**Short exercise:** Copy the listing from the line containing "like [[39, 320]]." through its end, switching "pressed" to "clasped" and keeping everything else the same.

**Provided data:**
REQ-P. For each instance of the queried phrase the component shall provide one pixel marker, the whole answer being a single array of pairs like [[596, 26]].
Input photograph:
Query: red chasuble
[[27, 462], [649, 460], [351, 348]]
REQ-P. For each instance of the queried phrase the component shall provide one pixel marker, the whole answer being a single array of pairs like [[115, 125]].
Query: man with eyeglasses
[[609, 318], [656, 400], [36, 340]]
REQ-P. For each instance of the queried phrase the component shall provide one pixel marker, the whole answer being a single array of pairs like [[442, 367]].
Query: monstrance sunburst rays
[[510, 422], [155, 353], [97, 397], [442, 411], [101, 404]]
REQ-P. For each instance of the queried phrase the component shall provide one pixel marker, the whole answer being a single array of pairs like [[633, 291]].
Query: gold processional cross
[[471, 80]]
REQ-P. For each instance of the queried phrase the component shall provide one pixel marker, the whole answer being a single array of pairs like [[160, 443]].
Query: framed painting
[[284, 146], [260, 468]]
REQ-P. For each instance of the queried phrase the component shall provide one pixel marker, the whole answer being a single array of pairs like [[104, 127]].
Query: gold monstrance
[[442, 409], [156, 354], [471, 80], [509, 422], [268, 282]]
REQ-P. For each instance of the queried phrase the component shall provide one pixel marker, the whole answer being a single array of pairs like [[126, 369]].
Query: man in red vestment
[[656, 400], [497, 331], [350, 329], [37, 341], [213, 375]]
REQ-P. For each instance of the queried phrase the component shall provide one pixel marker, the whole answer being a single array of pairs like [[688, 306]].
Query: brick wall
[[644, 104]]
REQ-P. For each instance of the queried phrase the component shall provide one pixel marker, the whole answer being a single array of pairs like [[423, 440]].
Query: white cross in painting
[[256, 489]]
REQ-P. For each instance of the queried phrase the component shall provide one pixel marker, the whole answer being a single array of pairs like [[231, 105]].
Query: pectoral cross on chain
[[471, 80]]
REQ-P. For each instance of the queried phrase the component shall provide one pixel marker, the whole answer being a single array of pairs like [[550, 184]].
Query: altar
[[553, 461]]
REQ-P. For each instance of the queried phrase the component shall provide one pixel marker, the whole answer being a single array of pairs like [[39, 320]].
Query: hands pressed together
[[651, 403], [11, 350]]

**Task result:**
REQ-P. For each instance of the queried phrase the component shall provide one pixel marker, the whole answer being a single array of pairs like [[39, 320]].
Query: hands clasped together
[[651, 403], [11, 350]]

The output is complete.